:: SUPPLIED PASSAGE

Thank you Allison Parrish

https://gist.github.com/aparrish/2f562e3737544cf29aaf1af30362f469

## Terms

A way of representing words as vectors in a multi-dimensional space, where the distance and direction between vectors reflect the similarity and relationships among the corresponding words.

https://www.ibm.com/topics/word-embeddings

### Word2Vec

Word2vec is a technique in natural language processing for obtaining vector representations of words. These vectors capture information about the meaning of the word based on the surrounding words. The word2vec algorithm estimates these representations by modeling text in a large corpus.

https://en.wikipedia.org/wiki/Word2vec

https://gist.github.com/aparrish/2f562e3737544cf29aaf1af30362f469

* Turning words into measurable / similar numbers
* Word embeddings
* Neural Networks, Backpropagation, ArgMax, SoftMax, and Cross Entropy

### Neural Network

A machine learning method that uses interconnected nodes or neurons to process data in a way that mimics the human brain

### Backpropagation

Works by testing for errors from the weights of a neuron and then going back and fine tuning those weights, ex. gradient descent

### Argmax

Returns the indices of the max value along an axis

### Softmax

A vector of probabilities for each possible outcome such as classification

### Cross Entropy

Measures the difference, entropy, between probabilities. Entropy is the number of bits required to transmit a randomly selected event from a probability distribution, a Monte Carlo method for importance sampling





### Similarity

* A neural network can be used to assign different values to the same word used in different contexts
* Activation functions and associated weights are used for each value assigned to a word
* Depending on context a word with the largest weight will be chosen
* Since a word has multiple values, a vector, it is possible to 'plot' the words thus providing a graphed similarity with other words

### CBOW

Uses context to predict a target word, a type of unsupervised learning, learning from unlabeled data

### Skip Gram

Predicts context words given a target word

### Negative Sampling

Aims to maximize the similarity of words in the same context and minimize when used in different contexts

## The Data

In [None]:
# source = https://gist.github.com/aparrish/2f562e3737544cf29aaf1af30362f469 by Allison Parrish
import urllib.request, json

url = 'https://raw.githubusercontent.com/gitmystuff/Datasets/main/xkcd.json'
with urllib.request.urlopen(url) as url:
    color_data = json.load(url)

type(color_data)

dict

In [None]:
color_data.keys()

dict_keys(['description', 'colors'])

In [None]:
print(color_data['description'])
print(color_data['colors'][0:5])

The 954 most common RGB monitor colors, as defined by several hundred thousand participants in the xkcd color name survey.
[{'color': 'darker blue', 'hex': '#011288'}, {'color': 'darker green', 'hex': '#087804'}, {'color': 'green again', 'hex': '#16d43f'}, {'color': 'darker purple', 'hex': '#5f1b6b'}, {'color': 'darker pink', 'hex': '#c4387f'}]


In [None]:
import math

def hex_to_int(s):
    h = s
    s = s.lstrip("#")

::::
:: DATA SECTION

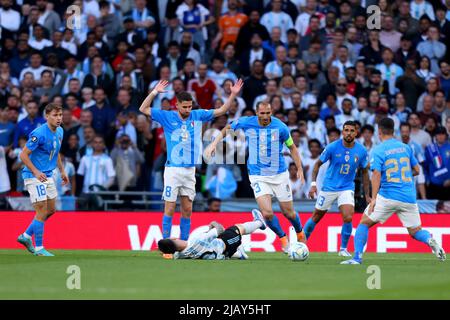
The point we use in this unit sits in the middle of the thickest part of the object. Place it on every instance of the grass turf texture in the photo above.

::::

REQUIRED ACTIONS ::
1. In the word embedding notes, what does Skip Gram predict?
2. List every color name that appears in the printed sample of the xkcd color data in the word embedding notes.
3. Extend the word embedding notes, picking up right after the last line shown.
The material has no connection to the word embedding notes.

RESULTS BY TASK ::
1. Skip Gram predicts context words given a target word.

2. darker blue, darker green, green again, darker purple, darker pink

3.
    return int(s[:2], 16), int(s[2:4], 16), int(s[4:6], 16), h

def distance(coord1, coord2):
    # note, this is VERY SLOW, don't use for actual code
    coord1 = coord1[:3]
    coord2 = coord2[:3]
    return math.sqrt(sum([(i - j)**2 for i, j in zip(coord1, coord2)]))

def subtractv(coord1, coord2):
    coord1 = coord1[:3]
    coord2 = coord2[:3]
    return [c1 - c2 for c1, c2 in zip(coord1, coord2)]

def addv(coord1, coord2):
    coord1 = coord1[:3]
    coord2 = coord2[:3]
    return [c1 + c2 for c1, c2 in zip(coord1, coord2)]

def meanv(coords):
    # assumes every item in coords has same length as item 0
    sumv = [0] * len(coords[0])
    for item in coords:
        for i in range(len(item)):
            sumv[i] += item[i]
    mean = [0] * len(sumv)
    for i in range(len(sumv)):
        mean[i] = float(sumv[i]) / len(coords)
    return mean

def closest(space, coord, n=5):
    coord = coord[:3]
    closest = []
    for key in sorted(space.keys(),
                        key=lambda x: distance(coord, space[x]))[:n]:
        closest.append(key)
    return closest

In [None]:
colors = dict()
for item in color_data['colors']:
    colors[item['color']] = hex_to_int(item['hex'])

print('olive', colors['olive'])
print('red', colors['red'])
print('black', colors['black'])

olive (110, 117, 14, '#6e750e')
red (229, 0, 0, '#e50000')
black (0, 0, 0, '#000000')


In [None]:
print('darker purple', colors['darker purple'])

darker purple (95, 27, 107, '#5f1b6b')


In [None]:
closest(colors, colors['red'])

['red', 'fire engine red', 'bright red', 'tomato red', 'cherry red']

In [None]:
# check version
import plotly
plotly.__version__

'5.15.0'

In [None]:
import numpy as np
import pandas as pd

def rgb_max(row):
  return row.index[np.argmax(row)]

df = pd.DataFrame(colors).transpose()
df.columns = ['red', 'green', 'blue', 'hex']
# df['group'] = df.apply(lambda x: df.columns[x.argmax()], axis = 1)
df['group'] = df[['red', 'green', 'blue']].apply(rgb_max, axis = 1)
df['color'] = df.index
df.head()

Unnamed: 0,red,green,blue,hex,group,color
darker blue,1,18,136,#011288,blue,darker blue
darker green,8,120,4,#087804,green,darker green
green again,22,212,63,#16d43f,green,green again
darker purple,95,27,107,#5f1b6b,blue,darker purple
darker pink,196,56,127,#c4387f,red,darker pink


In [None]:
# plot 3 dimensions had to remove legend till more is learnt
import plotly.express as px

fig = px.scatter_3d(df, x = 'red',
                    y = 'green',
                    z = 'blue',
                    hover_data = ['color', 'group'])

fig.update_traces(marker=dict(
    # size=12,
    # line=dict(width=2, color=df['hex'])),
    color=df['group']),
    selector=dict(mode='markers')
)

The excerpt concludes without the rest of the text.